> What you need to do
The full listing should be duplicated word for word.

=-=-=-=-=

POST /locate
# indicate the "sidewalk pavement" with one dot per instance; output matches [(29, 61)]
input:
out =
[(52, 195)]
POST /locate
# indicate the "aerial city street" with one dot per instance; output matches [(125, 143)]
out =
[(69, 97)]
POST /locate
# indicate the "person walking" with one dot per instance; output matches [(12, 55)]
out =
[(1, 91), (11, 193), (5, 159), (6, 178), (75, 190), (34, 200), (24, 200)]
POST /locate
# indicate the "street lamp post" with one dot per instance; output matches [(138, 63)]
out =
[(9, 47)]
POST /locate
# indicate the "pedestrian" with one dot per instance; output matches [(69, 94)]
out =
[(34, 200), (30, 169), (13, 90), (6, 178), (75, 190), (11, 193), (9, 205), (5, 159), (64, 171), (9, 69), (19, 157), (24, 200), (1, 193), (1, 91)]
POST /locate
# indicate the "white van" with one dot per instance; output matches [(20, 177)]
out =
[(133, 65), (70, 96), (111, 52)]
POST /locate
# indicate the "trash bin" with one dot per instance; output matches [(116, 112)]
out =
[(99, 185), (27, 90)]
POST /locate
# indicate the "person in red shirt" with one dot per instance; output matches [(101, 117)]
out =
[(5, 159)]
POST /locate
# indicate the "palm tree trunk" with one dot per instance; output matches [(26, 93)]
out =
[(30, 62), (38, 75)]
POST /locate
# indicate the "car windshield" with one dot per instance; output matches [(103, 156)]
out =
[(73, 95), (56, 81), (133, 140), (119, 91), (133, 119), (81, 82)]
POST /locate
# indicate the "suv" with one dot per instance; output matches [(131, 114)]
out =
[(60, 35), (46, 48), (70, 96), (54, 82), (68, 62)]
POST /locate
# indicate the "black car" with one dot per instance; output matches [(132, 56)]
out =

=-=-=-=-=

> Written answer
POST /locate
# indicate the "sidewalk pavement" with one dot per instance; output matches [(29, 61)]
input:
out =
[(52, 195)]
POST /locate
# indicate the "aerial city street" with one dot per instance; output matches [(125, 143)]
out =
[(69, 97)]
POST /locate
# indicate the "person walking" with one dot per instance; output matches [(12, 55)]
out =
[(1, 91), (11, 193), (5, 159), (6, 178), (75, 190), (34, 200), (24, 200)]
POST /locate
# indicate the "street lamp post" with one dot per instance; output matches [(138, 63)]
out =
[(9, 47)]
POST /locate
# indicate the "pedestrian" with one dot per instance; output matches [(69, 94)]
out =
[(34, 200), (30, 169), (13, 90), (6, 178), (75, 190), (11, 193), (9, 205), (5, 159), (64, 171), (9, 69), (19, 157), (24, 200), (1, 193), (1, 91)]
POST /locate
# indicate the "white van" with one dot per instance; output matches [(20, 177)]
out =
[(133, 65), (70, 96), (111, 52)]
POST /locate
# indicate the "trash bin" with one dot per instance; output matches [(116, 112)]
out =
[(99, 185), (27, 90)]
POST /locate
# indicate the "person in red shirt" with one dot per instance; output matches [(101, 117)]
out =
[(5, 159)]
POST /locate
# indicate the "palm tree trunk" with one dot per instance; output matches [(26, 93)]
out =
[(30, 62), (38, 75)]
POST /locate
# indicate the "car windshield" with one dot per instance; output matches [(103, 156)]
out =
[(73, 95), (56, 81), (133, 140), (119, 91), (133, 119), (81, 82)]
POST /locate
# indicate the "suv" with one dot per instance; output matches [(131, 114)]
out =
[(60, 35), (46, 48), (70, 96), (54, 82), (68, 62)]
POST /locate
# indicate the "black car" with one dot per instance; output matches [(132, 56)]
out =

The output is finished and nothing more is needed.